| Selected passage |
====

= Evan Evans (poet) =

Welsh scholar and poet (1731–1788)

Evan Evans (20 May 1731 - 4 August 1788) (bardic name Ieuan Fardd, also known as Ieuan Brydydd Hir) was a Welsh-language poet, clergyman, antiquary and literary critic.

Evans, son of Jenkin Evans, was born at Cynhawdref, in the parish of Lledrod, Cardiganshire. He received his education at the grammar school of Ystrad Meurig, under the scholar and poet Edward Richard. He moved to Oxford, and entered Merton College in 1751 but left without graduating. He had conveyed a small freehold in Cardiganshire to his younger brother for £100, in order to support himself at the university.

By 1754 he had been ordained as a priest, and he served as curate in at least eighteen different parishes, including at Newick in Sussex, at Tywyn in Merionethshire, at Llanberis and Llanllechid in Carnarvonshire, and at Llanfair Talhaiarn in Denbighshire.

====

[Dataset items]
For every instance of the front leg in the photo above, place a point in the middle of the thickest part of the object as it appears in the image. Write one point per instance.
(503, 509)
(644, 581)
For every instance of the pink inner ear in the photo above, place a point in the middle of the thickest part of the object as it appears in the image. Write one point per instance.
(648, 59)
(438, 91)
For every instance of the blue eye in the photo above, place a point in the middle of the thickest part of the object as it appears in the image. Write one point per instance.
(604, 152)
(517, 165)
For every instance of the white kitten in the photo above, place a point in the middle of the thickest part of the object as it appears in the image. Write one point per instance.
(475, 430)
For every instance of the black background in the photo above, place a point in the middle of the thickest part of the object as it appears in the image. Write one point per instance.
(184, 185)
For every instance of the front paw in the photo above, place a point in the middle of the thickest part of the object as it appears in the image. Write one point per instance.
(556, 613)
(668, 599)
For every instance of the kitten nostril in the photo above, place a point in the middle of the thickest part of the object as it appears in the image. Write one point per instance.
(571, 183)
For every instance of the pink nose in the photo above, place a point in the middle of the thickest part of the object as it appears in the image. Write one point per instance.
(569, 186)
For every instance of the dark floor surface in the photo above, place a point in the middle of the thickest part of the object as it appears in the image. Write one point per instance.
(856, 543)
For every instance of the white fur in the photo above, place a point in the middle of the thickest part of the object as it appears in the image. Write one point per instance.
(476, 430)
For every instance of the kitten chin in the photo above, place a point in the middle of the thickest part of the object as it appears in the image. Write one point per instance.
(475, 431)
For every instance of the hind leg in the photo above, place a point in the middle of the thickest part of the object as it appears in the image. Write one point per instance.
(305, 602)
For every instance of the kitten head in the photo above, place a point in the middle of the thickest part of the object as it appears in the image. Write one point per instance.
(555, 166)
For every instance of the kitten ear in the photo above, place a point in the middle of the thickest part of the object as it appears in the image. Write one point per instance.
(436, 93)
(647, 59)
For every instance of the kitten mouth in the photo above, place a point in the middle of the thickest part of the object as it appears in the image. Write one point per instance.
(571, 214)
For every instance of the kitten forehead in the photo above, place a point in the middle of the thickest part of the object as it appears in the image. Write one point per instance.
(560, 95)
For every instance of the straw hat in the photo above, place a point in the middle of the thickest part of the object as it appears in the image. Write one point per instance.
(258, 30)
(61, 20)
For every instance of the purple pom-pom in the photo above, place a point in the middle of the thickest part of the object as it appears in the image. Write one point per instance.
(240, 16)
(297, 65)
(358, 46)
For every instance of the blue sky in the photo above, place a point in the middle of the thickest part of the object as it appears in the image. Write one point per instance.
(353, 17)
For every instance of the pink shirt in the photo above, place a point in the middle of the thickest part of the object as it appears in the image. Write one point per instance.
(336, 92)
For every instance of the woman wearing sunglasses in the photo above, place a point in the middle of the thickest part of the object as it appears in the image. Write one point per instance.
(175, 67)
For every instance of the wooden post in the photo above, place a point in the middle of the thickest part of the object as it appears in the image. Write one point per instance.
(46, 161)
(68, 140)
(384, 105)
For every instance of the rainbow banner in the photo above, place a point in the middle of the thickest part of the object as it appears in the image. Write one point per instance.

====

| Exercise instructions |
1) Rewrite the paragraph of the Evan Evans biography that begins "Evans, son of Jenkin Evans" as a short bulleted list, keeping its main facts.
2) Summarize the Evan Evans biography in two sentences.

| Answers for the exercise |
1)
- Son of Jenkin Evans, born at Cynhawdref in the parish of Lledrod, Cardiganshire.
- Educated at the grammar school of Ystrad Meurig under the scholar and poet Edward Richard.
- Entered Merton College, Oxford, in 1751 but left without graduating.
- Paid for his university studies by conveying a small Cardiganshire freehold to his younger brother for £100.

2) Evan Evans (1731–1788), known by the bardic name Ieuan Fardd, was a Welsh-language poet, clergyman, antiquary and literary critic who was born in Cardiganshire, studied at Ystrad Meurig under Edward Richard, and entered Merton College, Oxford, in 1751 without graduating. Ordained a priest by 1754, he served as curate in at least eighteen parishes, including Newick in Sussex and Tywyn in Merionethshire.